Jan: So Clara is messing with Barney’s head! Now Rosamund Pike, the actress who plays Miriam, is usually very blonde (e.g., as “Helen” in AN EDUCATION), but you give her long brown hair. So you're equivocating, right?

Richard: Well I don't know if I was equivocating... I felt like that choice had to do with grounding Miriam, making her a more earthy character… And actually there is some equivocation because I didn't really want Barney running after, like, “a blonde bombshell.” Miriam isn’t “the monkey woman” Karen Black played in PORTNOY’S COMPLAINT.

Jan: I'll tell you why this matters to me so much, Richard. As a Jewish woman, I’m watching BARNEY’S VERSION, and I have to be honest, the first half is making me a bit nervous. Barney’s second wife doesn’t even get a name! Richler just calls her “The Second Mrs. P,” and when you introduce her in the film, actress Minnie Driver plays her very broadly as a “Jewish American Princess” (a JAP).

Then the light went on! Here they are, the three female archetypes of Barney’s era: the artsy Jewish woman (Clara), the “Daddy’s Girl JAP” (The Second Mrs. P), and the intellectual Jewish woman (Miriam).

▶ _Exercise 1_
Translate into Spanish this sentence from the interview about Barney's Version: "Barney’s second wife doesn’t even get a name!"
▶ _Exercise 2_
Alter the interview about Barney's Version by swapping every "equivocating" for "hedging" in the stretch that begins at the words "Jan: So Clara" and stops after "in PORTNOY’S COMPLAINT.".

▶ _Rows_
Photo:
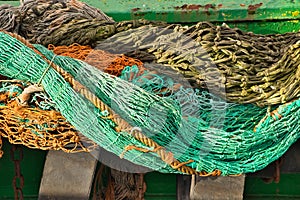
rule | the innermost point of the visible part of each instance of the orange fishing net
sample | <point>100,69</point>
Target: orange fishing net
<point>107,62</point>
<point>48,130</point>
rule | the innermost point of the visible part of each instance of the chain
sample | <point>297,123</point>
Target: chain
<point>16,153</point>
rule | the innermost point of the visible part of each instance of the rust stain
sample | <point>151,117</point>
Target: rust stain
<point>252,8</point>
<point>188,7</point>
<point>196,6</point>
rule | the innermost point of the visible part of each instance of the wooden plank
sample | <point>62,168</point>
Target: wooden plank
<point>67,176</point>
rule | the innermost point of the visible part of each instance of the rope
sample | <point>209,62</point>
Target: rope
<point>99,104</point>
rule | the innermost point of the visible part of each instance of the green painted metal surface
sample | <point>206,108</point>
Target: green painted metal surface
<point>160,186</point>
<point>195,10</point>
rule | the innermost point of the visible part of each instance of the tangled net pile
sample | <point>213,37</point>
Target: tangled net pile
<point>261,69</point>
<point>168,127</point>
<point>48,22</point>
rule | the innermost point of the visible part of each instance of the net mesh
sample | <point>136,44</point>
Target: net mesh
<point>254,68</point>
<point>168,127</point>
<point>37,125</point>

▶ _Written response 1_
¡La segunda esposa de Barney ni siquiera tiene nombre!

▶ _Written response 2_
Jan: So Clara is messing with Barney’s head! Now Rosamund Pike, the actress who plays Miriam, is usually very blonde (e.g., as “Helen” in AN EDUCATION), but you give her long brown hair. So you're hedging, right?

Richard: Well I don't know if I was hedging... I felt like that choice had to do with grounding Miriam, making her a more earthy character… And actually there is some equivocation because I didn't really want Barney running after, like, “a blonde bombshell.” Miriam isn’t “the monkey woman” Karen Black played in PORTNOY’S COMPLAINT.